# SOURCE TEXT
Vasectomy and Coronials
Men often ask if I have a “busy time of the year” or a “vasectomy season”; some seem disappointed when I say I don’t. Most days at the clinic are predictable, with a steady stream of men arriving, getting the snip and driving home. All up they are in the clinic for about an hour. I love that vasectomies help families take control of their future with confidence. And I love the predictability of my work. Fridays and Saturdays are busier, but month to month vasectomy rates stay the same. People are obviously preoccupied with surviving at the moment and so there has been a fall in vasectomy numbers.
The coronavirus lockdown has certainly changed the world and it will take a little while for life to get going again, but it will. In subtle ways, life has continued these last few weeks, perhaps without us even noticing. In fact, a few of the people reading this article may be pregnant now and not even know it yet. About 4% of women on the pill will get pregnant per year. 8% of women over two years, etc etc.

# EXTRACTED MATERIAL
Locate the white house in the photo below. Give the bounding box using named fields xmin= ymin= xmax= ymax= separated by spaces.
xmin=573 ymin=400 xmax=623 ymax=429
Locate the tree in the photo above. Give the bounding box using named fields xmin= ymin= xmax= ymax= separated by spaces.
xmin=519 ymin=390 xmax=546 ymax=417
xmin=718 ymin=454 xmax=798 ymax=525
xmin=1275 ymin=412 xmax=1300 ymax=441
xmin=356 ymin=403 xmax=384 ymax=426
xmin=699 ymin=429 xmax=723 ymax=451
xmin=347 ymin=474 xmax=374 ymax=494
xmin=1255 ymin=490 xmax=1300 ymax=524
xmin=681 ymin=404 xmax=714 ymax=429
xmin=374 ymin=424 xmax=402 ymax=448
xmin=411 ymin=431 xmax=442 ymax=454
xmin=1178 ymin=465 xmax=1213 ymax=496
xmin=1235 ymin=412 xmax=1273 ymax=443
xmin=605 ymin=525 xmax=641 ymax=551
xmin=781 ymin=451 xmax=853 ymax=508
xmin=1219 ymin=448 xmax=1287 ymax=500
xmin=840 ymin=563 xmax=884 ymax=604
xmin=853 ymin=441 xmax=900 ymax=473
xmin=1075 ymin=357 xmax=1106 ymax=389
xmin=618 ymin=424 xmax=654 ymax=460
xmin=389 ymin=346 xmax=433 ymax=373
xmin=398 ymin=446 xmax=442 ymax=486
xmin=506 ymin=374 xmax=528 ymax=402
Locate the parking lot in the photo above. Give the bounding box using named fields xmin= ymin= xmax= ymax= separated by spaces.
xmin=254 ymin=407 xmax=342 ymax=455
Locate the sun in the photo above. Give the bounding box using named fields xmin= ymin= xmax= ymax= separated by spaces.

# PROMPT 1
Write out the part of the vasectomy article between "Vasectomy and Coronials" and "in vasectomy numbers.", inclusive.
# PROMPT 2
Put this sentence from the vasectomy article into Spanish: "I love that vasectomies help families take control of their future with confidence."
# PROMPT 3
Carry on the article about vasectomy and the coronavirus lockdown from the point where it ends.

# WRITTEN RESPONSE 1
Vasectomy and Coronials
Men often ask if I have a “busy time of the year” or a “vasectomy season”; some seem disappointed when I say I don’t. Most days at the clinic are predictable, with a steady stream of men arriving, getting the snip and driving home. All up they are in the clinic for about an hour. I love that vasectomies help families take control of their future with confidence. And I love the predictability of my work. Fridays and Saturdays are busier, but month to month vasectomy rates stay the same. People are obviously preoccupied with surviving at the moment and so there has been a fall in vasectomy numbers.

# WRITTEN RESPONSE 2
Me encanta que las vasectomías ayuden a las familias a tomar el control de su futuro con confianza.

# WRITTEN RESPONSE 3
In my career the only time I remember a similar fall in vasectomy numbers were the 2011 Brisbane floods. Couples stuck at home resulted in a lot of pregnancies; some planned and some not-so-planned. It’s remarkable to think that those children would be 8 years old now!
After the lull in 2011 floods, we had a baby-boom and a lot of men seeking vasectomies. I think the same thing could happen this time around with generation of “coronials” and a wave of fathers coming in for the snip.
This isolation time might be a good chance for you and your partner to discuss if you want more children or not. If you do decide that your family is complete a vasectomy may be a great option for you and your family.